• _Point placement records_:

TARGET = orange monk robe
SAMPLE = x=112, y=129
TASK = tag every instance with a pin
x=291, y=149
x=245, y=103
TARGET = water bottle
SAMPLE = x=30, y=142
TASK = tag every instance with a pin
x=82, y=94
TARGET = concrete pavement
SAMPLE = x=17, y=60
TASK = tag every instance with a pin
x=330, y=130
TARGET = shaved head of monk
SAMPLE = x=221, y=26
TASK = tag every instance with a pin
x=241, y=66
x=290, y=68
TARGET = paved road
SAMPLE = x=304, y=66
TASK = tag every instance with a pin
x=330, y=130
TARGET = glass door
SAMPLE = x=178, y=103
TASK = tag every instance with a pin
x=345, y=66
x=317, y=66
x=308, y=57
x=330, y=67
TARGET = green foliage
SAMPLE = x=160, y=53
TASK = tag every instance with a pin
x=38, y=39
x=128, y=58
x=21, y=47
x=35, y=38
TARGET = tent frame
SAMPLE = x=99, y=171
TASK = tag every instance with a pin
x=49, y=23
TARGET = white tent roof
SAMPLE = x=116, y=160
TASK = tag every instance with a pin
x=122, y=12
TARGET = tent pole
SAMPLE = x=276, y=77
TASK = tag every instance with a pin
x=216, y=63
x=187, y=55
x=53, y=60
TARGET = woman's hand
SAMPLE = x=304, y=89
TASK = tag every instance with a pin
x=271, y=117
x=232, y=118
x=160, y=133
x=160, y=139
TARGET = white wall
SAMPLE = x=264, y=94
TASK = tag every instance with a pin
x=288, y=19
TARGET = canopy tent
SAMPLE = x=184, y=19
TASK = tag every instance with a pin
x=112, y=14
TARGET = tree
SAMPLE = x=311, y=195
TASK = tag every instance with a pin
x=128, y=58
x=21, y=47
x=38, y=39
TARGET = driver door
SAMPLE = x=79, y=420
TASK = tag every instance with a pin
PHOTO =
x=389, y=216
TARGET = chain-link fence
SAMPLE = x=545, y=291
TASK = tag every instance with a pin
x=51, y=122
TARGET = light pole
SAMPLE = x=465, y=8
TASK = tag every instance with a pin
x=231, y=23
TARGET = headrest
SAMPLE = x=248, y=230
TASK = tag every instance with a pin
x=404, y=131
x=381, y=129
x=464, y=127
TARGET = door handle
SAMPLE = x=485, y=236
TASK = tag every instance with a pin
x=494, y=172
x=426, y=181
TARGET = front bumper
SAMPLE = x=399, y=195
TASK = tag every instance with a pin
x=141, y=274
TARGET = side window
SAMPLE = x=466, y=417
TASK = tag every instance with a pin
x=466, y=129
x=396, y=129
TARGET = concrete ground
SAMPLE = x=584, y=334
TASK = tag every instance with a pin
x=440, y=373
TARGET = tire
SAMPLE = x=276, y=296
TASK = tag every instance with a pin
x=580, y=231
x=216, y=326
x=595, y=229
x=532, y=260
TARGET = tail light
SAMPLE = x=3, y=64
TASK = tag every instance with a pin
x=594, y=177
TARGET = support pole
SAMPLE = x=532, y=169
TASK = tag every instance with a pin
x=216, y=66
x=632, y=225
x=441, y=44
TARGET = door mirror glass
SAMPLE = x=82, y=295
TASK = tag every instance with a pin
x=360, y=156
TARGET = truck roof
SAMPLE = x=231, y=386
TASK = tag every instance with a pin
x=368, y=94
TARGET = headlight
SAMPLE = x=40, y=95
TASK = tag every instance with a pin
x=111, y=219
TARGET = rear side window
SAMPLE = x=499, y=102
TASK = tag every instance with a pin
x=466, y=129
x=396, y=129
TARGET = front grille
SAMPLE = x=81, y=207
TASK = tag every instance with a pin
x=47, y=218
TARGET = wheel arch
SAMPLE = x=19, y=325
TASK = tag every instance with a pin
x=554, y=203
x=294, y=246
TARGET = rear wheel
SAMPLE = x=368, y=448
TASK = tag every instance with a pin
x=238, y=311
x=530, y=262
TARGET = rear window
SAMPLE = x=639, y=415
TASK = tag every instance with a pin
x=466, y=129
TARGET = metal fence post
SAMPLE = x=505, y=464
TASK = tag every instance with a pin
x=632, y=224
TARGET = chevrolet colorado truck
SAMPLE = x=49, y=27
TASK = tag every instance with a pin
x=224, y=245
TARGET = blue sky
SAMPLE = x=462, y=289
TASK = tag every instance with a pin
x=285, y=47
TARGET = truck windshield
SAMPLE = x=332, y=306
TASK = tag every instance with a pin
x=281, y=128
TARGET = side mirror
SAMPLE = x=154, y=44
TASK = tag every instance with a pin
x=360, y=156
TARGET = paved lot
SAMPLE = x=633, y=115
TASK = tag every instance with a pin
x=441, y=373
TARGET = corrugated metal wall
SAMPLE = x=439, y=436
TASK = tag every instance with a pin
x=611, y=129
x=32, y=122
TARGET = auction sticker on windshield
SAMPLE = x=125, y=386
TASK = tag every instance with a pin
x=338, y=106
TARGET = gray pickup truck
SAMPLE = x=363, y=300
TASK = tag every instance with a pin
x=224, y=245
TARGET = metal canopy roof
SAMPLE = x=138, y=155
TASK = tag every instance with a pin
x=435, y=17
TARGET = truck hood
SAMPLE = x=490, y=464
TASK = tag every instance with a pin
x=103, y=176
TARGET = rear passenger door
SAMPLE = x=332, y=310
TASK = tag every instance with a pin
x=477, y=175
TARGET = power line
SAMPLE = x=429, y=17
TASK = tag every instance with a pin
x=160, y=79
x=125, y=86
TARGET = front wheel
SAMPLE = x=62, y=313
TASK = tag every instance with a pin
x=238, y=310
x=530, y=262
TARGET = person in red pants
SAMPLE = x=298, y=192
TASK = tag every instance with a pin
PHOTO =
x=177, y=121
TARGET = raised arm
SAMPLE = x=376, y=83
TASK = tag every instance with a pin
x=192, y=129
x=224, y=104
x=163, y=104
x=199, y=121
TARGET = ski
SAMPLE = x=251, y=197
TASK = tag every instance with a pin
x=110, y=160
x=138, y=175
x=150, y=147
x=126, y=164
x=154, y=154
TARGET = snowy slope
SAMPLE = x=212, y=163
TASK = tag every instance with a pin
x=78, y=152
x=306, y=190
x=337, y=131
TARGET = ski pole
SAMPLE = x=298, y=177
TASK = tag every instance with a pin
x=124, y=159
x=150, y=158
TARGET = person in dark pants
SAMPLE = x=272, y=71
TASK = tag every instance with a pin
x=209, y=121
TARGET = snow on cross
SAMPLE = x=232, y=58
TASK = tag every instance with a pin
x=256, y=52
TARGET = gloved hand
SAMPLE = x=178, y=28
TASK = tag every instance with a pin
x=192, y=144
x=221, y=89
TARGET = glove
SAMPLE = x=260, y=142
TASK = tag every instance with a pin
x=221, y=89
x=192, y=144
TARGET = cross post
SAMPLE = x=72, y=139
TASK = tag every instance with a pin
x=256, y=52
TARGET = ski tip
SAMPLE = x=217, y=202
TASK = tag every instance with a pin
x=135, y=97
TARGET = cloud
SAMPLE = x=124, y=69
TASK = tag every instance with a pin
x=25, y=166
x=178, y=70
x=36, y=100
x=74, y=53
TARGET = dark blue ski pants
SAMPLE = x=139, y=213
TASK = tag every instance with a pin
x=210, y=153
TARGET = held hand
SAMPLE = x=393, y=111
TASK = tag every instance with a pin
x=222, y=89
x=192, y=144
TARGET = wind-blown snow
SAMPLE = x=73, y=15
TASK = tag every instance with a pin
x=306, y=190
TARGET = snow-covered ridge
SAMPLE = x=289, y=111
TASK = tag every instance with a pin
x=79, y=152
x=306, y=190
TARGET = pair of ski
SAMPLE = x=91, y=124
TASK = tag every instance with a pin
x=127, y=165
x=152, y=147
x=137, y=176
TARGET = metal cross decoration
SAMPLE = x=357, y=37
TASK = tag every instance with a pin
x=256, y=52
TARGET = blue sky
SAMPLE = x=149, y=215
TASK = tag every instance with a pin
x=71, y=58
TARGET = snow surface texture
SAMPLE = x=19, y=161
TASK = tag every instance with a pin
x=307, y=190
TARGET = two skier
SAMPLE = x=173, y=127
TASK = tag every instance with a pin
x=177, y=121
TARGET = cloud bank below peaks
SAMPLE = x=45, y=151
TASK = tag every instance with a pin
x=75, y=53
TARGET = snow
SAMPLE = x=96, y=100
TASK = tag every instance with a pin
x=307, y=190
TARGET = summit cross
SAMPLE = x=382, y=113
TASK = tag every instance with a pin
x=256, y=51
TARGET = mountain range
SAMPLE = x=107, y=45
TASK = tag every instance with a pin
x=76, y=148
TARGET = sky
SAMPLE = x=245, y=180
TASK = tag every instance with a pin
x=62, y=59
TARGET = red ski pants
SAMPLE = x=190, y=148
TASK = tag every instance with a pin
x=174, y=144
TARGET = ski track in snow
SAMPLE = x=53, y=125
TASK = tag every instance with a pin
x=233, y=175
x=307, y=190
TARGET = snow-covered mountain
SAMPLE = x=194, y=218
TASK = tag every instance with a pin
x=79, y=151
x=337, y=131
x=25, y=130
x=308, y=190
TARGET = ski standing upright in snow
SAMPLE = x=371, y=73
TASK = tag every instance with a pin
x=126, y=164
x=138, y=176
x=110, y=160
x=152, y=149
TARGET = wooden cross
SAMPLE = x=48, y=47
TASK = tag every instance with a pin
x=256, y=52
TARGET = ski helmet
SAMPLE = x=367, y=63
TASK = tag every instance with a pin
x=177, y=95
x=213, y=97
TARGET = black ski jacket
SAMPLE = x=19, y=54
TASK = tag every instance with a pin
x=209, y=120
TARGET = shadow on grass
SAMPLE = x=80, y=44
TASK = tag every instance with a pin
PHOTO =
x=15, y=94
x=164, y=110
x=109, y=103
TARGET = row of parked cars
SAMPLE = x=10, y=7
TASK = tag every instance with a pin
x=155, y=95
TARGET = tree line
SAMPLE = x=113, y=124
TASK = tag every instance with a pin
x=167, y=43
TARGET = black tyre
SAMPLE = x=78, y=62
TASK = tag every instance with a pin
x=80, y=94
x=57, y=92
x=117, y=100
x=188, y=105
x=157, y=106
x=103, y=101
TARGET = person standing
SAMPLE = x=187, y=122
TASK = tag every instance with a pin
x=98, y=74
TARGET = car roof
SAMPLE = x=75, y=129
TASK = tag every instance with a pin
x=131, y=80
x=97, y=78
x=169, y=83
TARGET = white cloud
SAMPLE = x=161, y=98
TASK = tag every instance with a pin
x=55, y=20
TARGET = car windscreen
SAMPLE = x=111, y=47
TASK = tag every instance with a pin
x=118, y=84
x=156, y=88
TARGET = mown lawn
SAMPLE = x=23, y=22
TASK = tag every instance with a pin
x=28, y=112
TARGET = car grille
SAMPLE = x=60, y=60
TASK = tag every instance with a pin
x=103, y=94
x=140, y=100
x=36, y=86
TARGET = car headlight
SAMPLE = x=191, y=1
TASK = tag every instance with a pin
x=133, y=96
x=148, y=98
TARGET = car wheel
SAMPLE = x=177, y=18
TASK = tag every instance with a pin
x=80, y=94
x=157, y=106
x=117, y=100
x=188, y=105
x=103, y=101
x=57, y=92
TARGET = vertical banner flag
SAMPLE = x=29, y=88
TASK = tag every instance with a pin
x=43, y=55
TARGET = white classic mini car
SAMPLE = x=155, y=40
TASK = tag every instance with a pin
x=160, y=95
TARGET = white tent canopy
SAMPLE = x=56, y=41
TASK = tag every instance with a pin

• _Directions for this task_: Can you arrange everything in the entries above, from the line containing "TARGET = rear side window" down to the line containing "x=199, y=121", as a numbered list with blank lines left out?

• _Answer in full_:
1. TARGET = rear side window
2. SAMPLE = x=499, y=102
3. TASK = tag every instance with a pin
4. x=466, y=129
5. x=396, y=129
6. TARGET = front grille
7. SAMPLE = x=81, y=207
8. TASK = tag every instance with a pin
9. x=47, y=218
10. TARGET = wheel arch
11. SAMPLE = x=19, y=325
12. TASK = tag every instance with a pin
13. x=554, y=203
14. x=294, y=246
15. TARGET = rear wheel
16. SAMPLE = x=368, y=448
17. TASK = tag every instance with a pin
18. x=238, y=311
19. x=530, y=262
20. TARGET = rear window
21. SAMPLE = x=639, y=415
22. TASK = tag every instance with a pin
23. x=466, y=129
24. TARGET = metal fence post
25. SAMPLE = x=505, y=464
26. TASK = tag every instance with a pin
27. x=632, y=224
28. TARGET = chevrolet colorado truck
29. SAMPLE = x=49, y=27
30. TASK = tag every instance with a pin
31. x=224, y=245
32. TARGET = blue sky
33. SAMPLE = x=462, y=289
34. TASK = tag every instance with a pin
35. x=285, y=47
36. TARGET = truck windshield
37. SAMPLE = x=332, y=306
38. TASK = tag every instance with a pin
39. x=281, y=128
40. TARGET = side mirror
41. SAMPLE = x=154, y=44
42. TASK = tag every instance with a pin
43. x=360, y=156
44. TARGET = paved lot
45. SAMPLE = x=633, y=115
46. TASK = tag every instance with a pin
47. x=441, y=373
48. TARGET = corrugated metal wall
49. SAMPLE = x=439, y=436
50. TASK = tag every instance with a pin
51. x=611, y=129
52. x=32, y=122
53. TARGET = auction sticker on windshield
54. SAMPLE = x=125, y=386
55. TASK = tag every instance with a pin
56. x=338, y=106
57. TARGET = gray pickup truck
58. SAMPLE = x=363, y=300
59. TASK = tag every instance with a pin
60. x=224, y=245
61. TARGET = metal canopy roof
62. SAMPLE = x=138, y=155
63. TASK = tag every instance with a pin
64. x=435, y=17
65. TARGET = truck hood
66. SAMPLE = x=490, y=464
67. TASK = tag every instance with a pin
68. x=103, y=176
69. TARGET = rear passenger door
70. SAMPLE = x=332, y=310
71. TASK = tag every instance with a pin
72. x=477, y=175
73. TARGET = power line
74. SAMPLE = x=429, y=17
75. TASK = tag every instance with a pin
76. x=160, y=79
77. x=125, y=86
78. TARGET = front wheel
79. SAMPLE = x=62, y=313
80. TASK = tag every instance with a pin
81. x=238, y=310
82. x=530, y=262
83. TARGET = person in red pants
84. SAMPLE = x=298, y=192
85. TASK = tag every instance with a pin
86. PHOTO =
87. x=177, y=121
88. TARGET = raised arm
89. SAMPLE = x=376, y=83
90. TASK = tag every instance with a pin
91. x=192, y=129
92. x=224, y=104
93. x=163, y=104
94. x=199, y=121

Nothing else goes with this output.